**Source text**.
What Counts as a High-Deductible Health Plan

Not every plan with a big deductible qualifies. The IRS sets specific thresholds each year. For 2025, an HDHP must have a minimum deductible of $1,650 for individual coverage or $3,300 for family coverage. The out-of-pocket maximum can’t exceed $8,300 for an individual or $16,600 for a family. For 2026, those minimums rise slightly to $1,700 and $3,400, with out-of-pocket caps of $8,500 and $17,000.

These numbers matter because meeting the IRS definition is what makes your plan eligible for an HSA. If your deductible falls below the threshold, you can’t open or contribute to an HSA, even if the plan feels expensive.

One important nuance: HDHPs are allowed to cover certain preventive services before you meet your deductible. Annual physicals, immunizations, cancer screenings (including mammograms, MRIs, and ultrasounds for breast cancer), contraceptives, condoms, continuous glucose monitors, and select insulin products can all be covered at no cost to you without affecting the plan’s qualified status.

HSA vs. HRA: Key Differences

The two most common accounts paired with HDHPs are Health Savings Accounts and Health Reimbursement Arrangements. They serve a similar purpose but differ in ownership, funding, and what happens when you leave your job.

  • Ownership. An HSA belongs to you. You control the funds and keep them regardless of employment changes. An HRA is owned by your employer, and unused funds typically stay with the company if you leave.
  • Who contributes. Anyone can put money into your HSA: you, your employer, or a family member. With an HRA, only your employer contributes.
  • Rollover. HSA balances roll over indefinitely, year after year. HRA rollovers depend on your employer’s rules, and many cap the amount you can carry forward.
  • How you access funds. With an HSA, you can pay directly from the account at the point of care. With an HRA, you typically pay first and then submit a claim for reimbursement.
  • Portability. Your HSA follows you from job to job. An HRA does not.

**Extracted entries**.
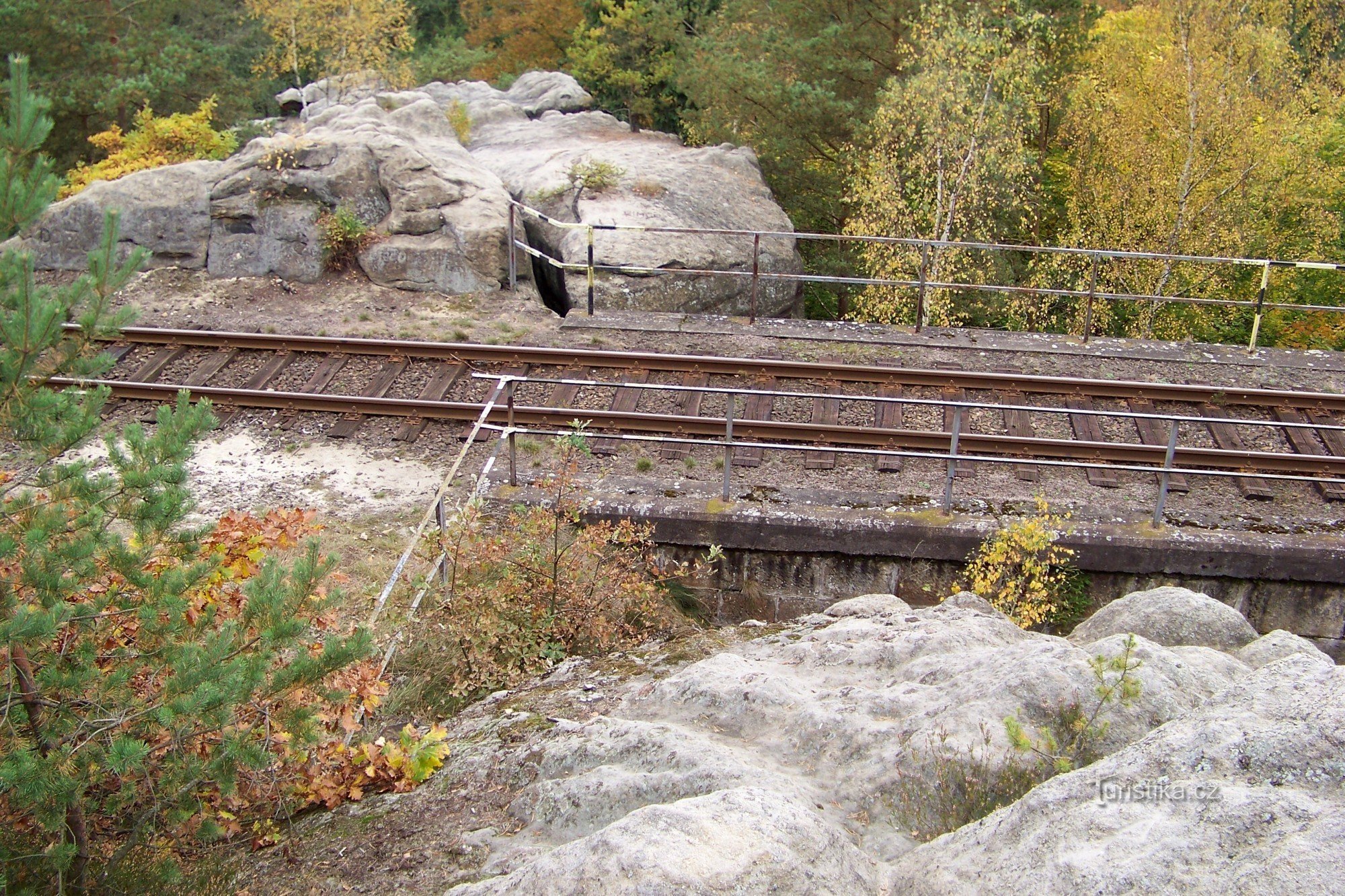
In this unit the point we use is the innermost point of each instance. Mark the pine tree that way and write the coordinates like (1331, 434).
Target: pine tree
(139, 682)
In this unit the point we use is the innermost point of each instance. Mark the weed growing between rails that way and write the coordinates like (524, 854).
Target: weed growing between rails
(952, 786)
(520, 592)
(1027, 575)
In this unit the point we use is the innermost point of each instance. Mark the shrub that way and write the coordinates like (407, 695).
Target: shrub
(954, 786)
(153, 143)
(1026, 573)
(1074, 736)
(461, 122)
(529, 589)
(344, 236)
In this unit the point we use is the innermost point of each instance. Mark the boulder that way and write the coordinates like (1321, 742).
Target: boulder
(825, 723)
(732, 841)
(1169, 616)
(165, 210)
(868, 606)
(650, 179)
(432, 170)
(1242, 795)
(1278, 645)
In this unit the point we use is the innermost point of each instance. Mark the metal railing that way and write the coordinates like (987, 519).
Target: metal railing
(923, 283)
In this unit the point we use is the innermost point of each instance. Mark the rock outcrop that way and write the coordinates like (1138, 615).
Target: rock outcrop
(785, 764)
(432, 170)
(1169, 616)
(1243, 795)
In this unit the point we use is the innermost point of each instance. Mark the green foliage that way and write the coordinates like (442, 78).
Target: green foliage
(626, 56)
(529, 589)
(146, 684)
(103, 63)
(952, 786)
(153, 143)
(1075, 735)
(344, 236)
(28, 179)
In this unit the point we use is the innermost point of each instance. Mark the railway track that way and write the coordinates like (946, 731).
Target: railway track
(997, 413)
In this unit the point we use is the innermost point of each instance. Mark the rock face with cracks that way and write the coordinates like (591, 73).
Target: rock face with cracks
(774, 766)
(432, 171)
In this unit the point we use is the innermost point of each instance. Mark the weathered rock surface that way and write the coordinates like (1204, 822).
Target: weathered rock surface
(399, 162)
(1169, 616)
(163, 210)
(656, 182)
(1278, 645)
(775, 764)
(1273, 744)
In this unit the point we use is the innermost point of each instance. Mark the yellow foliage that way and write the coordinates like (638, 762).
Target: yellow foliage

**List of tasks**.
1 – Decide whether each statement below agrees with the text on high-deductible health plans. Answer yes or no for each, and quote the exact words from the text that settle it.
(a) For 2026, the minimum family deductible for an HDHP is $3,400.
(b) Only an employer can put money into an HSA.
(c) An HRA follows you when you move to a new job.
2 – Please carry on the text on high-deductible health plans, picking up right after its last sentence.

**Outputs in order**.
1 –
(a) Yes: "For 2026, those minimums rise slightly to $1,700 and $3,400"
(b) No: "Anyone can put money into your HSA: you, your employer, or a family member."
(c) No: "Your HSA follows you from job to job. An HRA does not."

2 –
The Tax Advantage of an HSA

HSAs offer what’s often called a “triple tax advantage.” Contributions reduce your taxable income, the money grows tax-free if you invest it, and withdrawals for qualified medical expenses are never taxed. No other account in the U.S. tax code offers all three benefits simultaneously. This makes HSAs valuable not just for covering current medical bills but as a long-term savings tool for healthcare costs in retirement.

What CDHPs Cost in Practice

The trade-off with a CDHP is straightforward: lower premiums, higher exposure when you need care. Your monthly costs drop compared to a traditional PPO or HMO, but you’re responsible for more spending before insurance kicks in.

Many employers offset the higher deductible by contributing to your HSA. According to KFF’s 2024 Employer Health Benefits Survey, the average annual employer HSA contribution is $705 for individual coverage and $1,297 for family coverage. That contribution helps close the gap, but it rarely covers the full deductible, so you should plan to cover the difference from your own savings or paycheck contributions.

Who Benefits Most From a CDHP

CDHPs tend to work well for people who are generally healthy, don’t anticipate major medical expenses, and want to minimize monthly premiums while building a tax-advantaged savings cushion. If you rarely visit the doctor beyond an annual checkup, the lower premiums and HSA tax benefits can save you hundreds or even thousands of dollars a year compared to a traditional plan.

They can be a tougher fit if you have a chronic condition, take expensive medications, or expect a major procedure like surgery or childbirth in the coming year. In those cases, you’ll likely hit your deductible quickly, and the out-of-pocket costs before insurance takes over can strain your budget. The math depends on comparing your expected total costs (premiums plus out-of-pocket spending) under each plan option, not just looking at the monthly premium alone.

If your employer offers both a traditional plan and a CDHP, run the numbers for your own healthcare usage. Add up the annual premium, subtract any employer HSA contribution, then estimate how much you’d spend toward the deductible based on last year’s medical bills. For many people, the CDHP comes out ahead financially, but the margin depends entirely on how much care you actually use.